■ **Task description**:
Reproduce the records from their start through the line containing "[(145, 129)]", requests included. In the answers, shift every x and y coordinate by -107.

------------------------

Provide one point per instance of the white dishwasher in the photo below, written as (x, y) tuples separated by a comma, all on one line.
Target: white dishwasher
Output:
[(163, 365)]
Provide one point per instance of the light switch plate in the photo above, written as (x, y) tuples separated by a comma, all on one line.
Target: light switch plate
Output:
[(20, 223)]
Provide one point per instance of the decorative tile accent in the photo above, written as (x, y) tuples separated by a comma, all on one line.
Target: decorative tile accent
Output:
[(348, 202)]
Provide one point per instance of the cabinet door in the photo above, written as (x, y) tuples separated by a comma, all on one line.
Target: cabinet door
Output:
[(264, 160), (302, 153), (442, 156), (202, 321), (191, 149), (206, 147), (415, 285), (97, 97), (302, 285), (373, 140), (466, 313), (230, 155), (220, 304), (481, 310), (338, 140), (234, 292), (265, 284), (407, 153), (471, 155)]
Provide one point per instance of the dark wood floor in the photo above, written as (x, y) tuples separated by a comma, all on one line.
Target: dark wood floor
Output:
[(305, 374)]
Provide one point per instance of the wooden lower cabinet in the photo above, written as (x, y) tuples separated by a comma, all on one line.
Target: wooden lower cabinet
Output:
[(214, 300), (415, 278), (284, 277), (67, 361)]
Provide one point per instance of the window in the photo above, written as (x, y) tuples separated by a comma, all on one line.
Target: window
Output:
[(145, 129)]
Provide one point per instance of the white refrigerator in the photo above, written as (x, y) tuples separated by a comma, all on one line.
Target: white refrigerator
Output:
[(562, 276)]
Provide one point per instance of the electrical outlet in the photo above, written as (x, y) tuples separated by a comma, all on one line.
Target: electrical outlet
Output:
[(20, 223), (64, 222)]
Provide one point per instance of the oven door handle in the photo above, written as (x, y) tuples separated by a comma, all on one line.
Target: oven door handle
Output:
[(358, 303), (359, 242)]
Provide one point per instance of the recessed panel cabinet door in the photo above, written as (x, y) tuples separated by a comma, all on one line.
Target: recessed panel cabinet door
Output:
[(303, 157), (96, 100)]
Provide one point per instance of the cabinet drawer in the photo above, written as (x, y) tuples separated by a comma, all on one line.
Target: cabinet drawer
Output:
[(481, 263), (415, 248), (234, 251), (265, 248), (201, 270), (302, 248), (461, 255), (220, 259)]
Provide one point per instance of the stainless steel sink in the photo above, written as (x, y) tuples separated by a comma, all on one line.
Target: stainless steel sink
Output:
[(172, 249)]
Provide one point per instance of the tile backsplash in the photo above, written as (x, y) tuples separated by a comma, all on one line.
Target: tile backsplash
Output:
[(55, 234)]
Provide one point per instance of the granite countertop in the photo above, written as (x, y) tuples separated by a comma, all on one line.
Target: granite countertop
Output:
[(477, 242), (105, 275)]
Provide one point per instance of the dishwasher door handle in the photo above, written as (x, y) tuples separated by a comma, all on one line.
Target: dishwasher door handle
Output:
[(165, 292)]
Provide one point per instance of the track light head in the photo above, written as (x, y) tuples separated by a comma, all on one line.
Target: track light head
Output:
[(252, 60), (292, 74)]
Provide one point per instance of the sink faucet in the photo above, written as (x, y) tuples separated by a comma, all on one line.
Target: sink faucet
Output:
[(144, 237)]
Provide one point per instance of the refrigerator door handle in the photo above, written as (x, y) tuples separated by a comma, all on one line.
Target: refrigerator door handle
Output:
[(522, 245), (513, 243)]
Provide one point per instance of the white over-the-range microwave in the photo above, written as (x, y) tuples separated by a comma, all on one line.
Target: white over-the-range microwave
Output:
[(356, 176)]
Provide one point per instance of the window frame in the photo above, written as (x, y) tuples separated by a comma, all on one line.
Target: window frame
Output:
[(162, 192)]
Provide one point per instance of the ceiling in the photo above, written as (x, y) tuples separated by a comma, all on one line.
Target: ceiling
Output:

------------------------

■ **Result of this task**:
Provide one point per instance of the white dishwasher in the photo below, written as (x, y) tuples separated by a comma, all on one line.
Target: white dishwasher
Output:
[(56, 258)]
Provide one point per instance of the light switch plate in the photo above, written as (x, y) tuples separated by a comma, all on one line.
Target: light switch plate
Output:
[(-87, 116)]
Provide one point per instance of the decorative tile accent in the photo above, written as (x, y) tuples separated by a comma, all on one line.
Target: decorative tile accent
Output:
[(241, 95)]
Provide one point per instance of the cabinet door in the photo above, written as (x, y) tuples separated by a comma, all on one line.
Target: cabinet door
Output:
[(157, 53), (195, 46), (335, 49), (95, 214), (84, 42), (99, 40), (308, 178), (-10, -10), (195, 178), (266, 33), (359, 206), (123, 48), (113, 197), (374, 203), (231, 33), (127, 185), (158, 177), (300, 46), (364, 48)]
Provide one point per instance of the dark wood floor in the photo above, written as (x, y) tuples separated by a comma, all on one line.
Target: dark wood floor
Output:
[(198, 267)]
Provide one point per instance of the wooden lower cabinet in the photo above, written as (x, y) tuples separated by a comma, all on one line.
Target: wooden lower cabinet
Output:
[(107, 193), (308, 171), (177, 170), (-40, 254)]
Provide one point per instance of the window in the photo above, written as (x, y) tuples separated by a comma, all on one line.
Target: window
Output:
[(38, 22)]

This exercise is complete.